On the night of February 19, he had predicted that the coming British elections would be won by the Labor Party, but also predicted that it would be so close that Labor would be forced to offer Winston Churchill a spot in the Cabinet. At the time, the British Gallup poll had given the Labor Government a 45.5 percent chance of victory, compared to a 44 percent chance for the Conservatives. Labor won the election on February 24 and by a slim margin, but Winston Churchill was not invited to join the Cabinet. The next Sunday night, Mr. Pearson's announcer proclaimed that he had correctly predicted the election and its narrow margin, and that new elections might be held soon. He had not made the latter prediction and, in any event, no new election had yet been held. The piece indicates that under the strict analysis of his predictions, that one was considered a failure. But under the more lenient form of analysis, allowing for partially correct predictions, he had achieved a score for being two-thirds correct.

Even when, unlike most of his colleagues, he admitted an error, he did so in a way which also touted a previous correct prediction, such as when he failed to predict correctly that the bill to establish the permanent Fair Employment Practices Commission would pass the House but added to the admission that he had made exclusive revelations regarding the hydrogen bomb.

Also unlike his colleagues, he apparently bore no ill will toward persons with whom he vehemently disagreed. For instance, while he had been good friends with Dean Acheson in the past, the two had not spoken to one another for the previous twelve years. Nevertheless, Mr. Pearson defended Secretary of State Acheson against the attacks by Senator McCarthy. Also, the President had referred to Mr. Pearson in February, 1950 as an "S.O.B." for criticizing Presidential military aide Maj. General Harry Vaughan for his receipt of a medal from El Presidente Juan Peron of Argentina. Notwithstanding that fact, Mr. Pearson, in good humor, had shortly thereafter stated that in honor of Brotherhood Week, he would henceforth provide an award for "Servants of Brotherhood". Moreover, when the President's Kansas City political friends were being mentioned in connection with the killing of the two racketeers, Charles Binaggio and Charles Gargotta, Mr. Pearson was quick to point out that the President had ordered a grand jury investigation of the matter.

Similar to his compatriots, he was an emotional patriot, telling his many listeners, for instance, not to repeat what he was telling them regarding national security revelations because it was highly confidential. One night during the study period, he had told his listeners that the Air Force was starting to build a radar wall completely around the United States to defend the country against enemy airplanes. He instructed, however, that the sites had to remain secret and so stated that if the Government had bought land in a listener's neighborhood, he or she should pay no attention to it, and above all, remain mum about the subject.

Mr. Pearson had scored many notable scoops, such as during his broadcast of April 30, in which he stated that intelligence reports from Moscow informed that Russian fishing boats had located the American Navy bomber which had crashed in the Baltic and that divers were trying to salvage the highly secret radar equipment aboard. Eleven days later, the Associated Press substantially confirmed the story through a Government official. But Mr. Pearson had also stated inaccurately that the crew of the plane had deliberately crashed it in order to prevent recovery of the secret equipment. That was not true, as the Government later confirmed that the plane exploded in midair.

**Provided data**
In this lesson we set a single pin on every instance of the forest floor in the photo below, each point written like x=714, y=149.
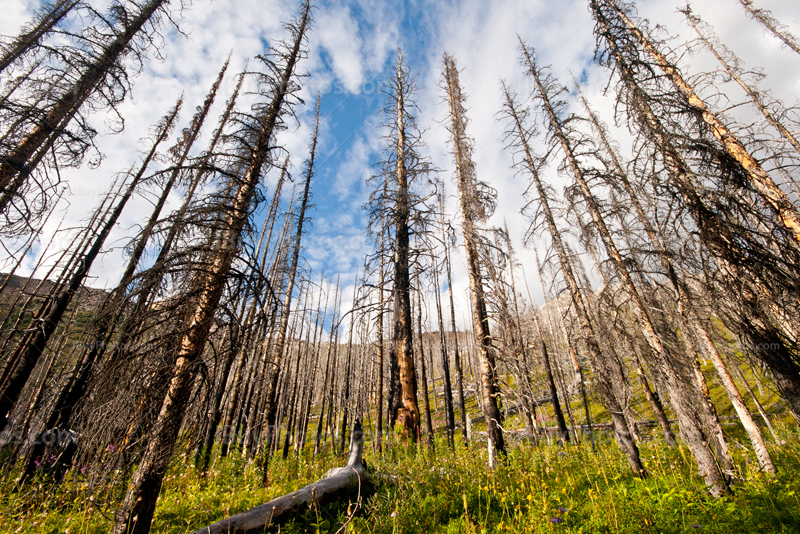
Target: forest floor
x=538, y=488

**Objective**
Write out the text on Mr. Pearson's broadcast predictions from "Even when, unlike" up to and including "the hydrogen bomb.". The material comes from a separate source and is unrelated to the text.

**Final result**
Even when, unlike most of his colleagues, he admitted an error, he did so in a way which also touted a previous correct prediction, such as when he failed to predict correctly that the bill to establish the permanent Fair Employment Practices Commission would pass the House but added to the admission that he had made exclusive revelations regarding the hydrogen bomb.